- [Stated exercise 1]: Collect each row below that contains the string "form", with case counting, and copy those rows unchanged.

━━━ Extracted text

Dunn v Dunn

Case

[2024] NZHC 2612

11 September 2024

No judgment structure available for this case.

IN THE HIGH COURT OF NEW ZEALAND WHANGAREI REGISTRY

I TE KŌTI MATUA O AOTEAROA WHANGĀREI-TERENGA-PARĀOA ROHE

CIV-2024-488-71

[2024] NZHC 2612

IN THE MATTER

AND

of Section 14 of the Wills Act 2007

IN THE MATTER

of an application for an interim injunction preventing the exercise of an eviction notice

BETWEEN

MELANIE JOY DUNN and SAVANA MARIE DUNN

Plaintiffs

AND

ANTHONY JOHN DUNN

Defendant

Hearing: 29 August 2024

Counsel:

R J Bowden for Plaintiffs DRC Grimes for Defendant

Judgment:

11 September 2024


JUDGMENT OF BLANCHARD J


This judgment was delivered by me on Wednesday, 11 September 2024 at 2:00 pm pursuant to r 11.5 of the High Court Rules 2016.

Registrar/Deputy Registrar

Solicitors:           Savage Law (Whangārei) for Plaintiffs

Thomson Wilson (Whangārei) for Defendants

DUNN v DUNN [2024] NZHC 2612 [11 September 2024]

[1]    The first plaintiff, Melanie Dunn, applies for an interlocutory injunction preventing the defendant, Anthony Dunn,1 from enforcing an order of the District Court of 2 August 2024 requiring her to vacate a property in Tikipunga, Whangārei.

How Anthony became the registered proprietor of the property

[2]    The property was owned by John and Mary Dunn. It was the location of their home.

[3]    Melanie is the youngest daughter of John and Mary. Anthony is John and Mary’s oldest grandson. His mother is John and Mary’s oldest child.

[4]    Melanie and the second plaintiff, her daughter Savana, both live at the property. Anthony lives in Perth, Australia.

[5]    In December 2015, John and Mary met with Nicole Dreadon, a legal executive. They explained that they had six children but they wanted to leave the property to Anthony. Ms Dreadon says she explained to them that leaving the property to Anthony had the potential for a Family Protection Act 1955 claim from their children. The result of these discussions was that:

(a)On 11 February 2016, John and Mary executed a deed under which they sold a one-third joint tenancy interest in the property to Anthony. The purchase price of $91,666.67 was paid by way of an interest free loan from John and Mary to Anthony. The result of the sale was that John, Mary, and Anthony each had a one-third joint tenancy interest in the property. The transfer was registered on 12 February 2016.

━━━━━━
━━━ Extracted data

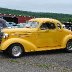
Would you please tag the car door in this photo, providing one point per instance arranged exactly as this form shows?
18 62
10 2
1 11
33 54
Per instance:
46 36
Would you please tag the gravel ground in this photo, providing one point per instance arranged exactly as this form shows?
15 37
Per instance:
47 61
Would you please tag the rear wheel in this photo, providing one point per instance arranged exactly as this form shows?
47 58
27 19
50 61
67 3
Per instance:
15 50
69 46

━━━━━━
━━━ Extracted data

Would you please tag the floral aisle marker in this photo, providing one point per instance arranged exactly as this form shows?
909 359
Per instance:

━━━━━━

- [Stated exercise 2]: Return the judgment text verbatim, beginning at the words "How Anthony became" and stopping after "Mary’s oldest child.".

- [Task solution 1]:
Would you please tag the car door in this photo, providing one point per instance arranged exactly as this form shows?
Would you please tag the gravel ground in this photo, providing one point per instance arranged exactly as this form shows?
Would you please tag the rear wheel in this photo, providing one point per instance arranged exactly as this form shows?
Would you please tag the floral aisle marker in this photo, providing one point per instance arranged exactly as this form shows?

- [Task solution 2]:
How Anthony became the registered proprietor of the property

[2]    The property was owned by John and Mary Dunn. It was the location of their home.

[3]    Melanie is the youngest daughter of John and Mary. Anthony is John and Mary’s oldest grandson. His mother is John and Mary’s oldest child.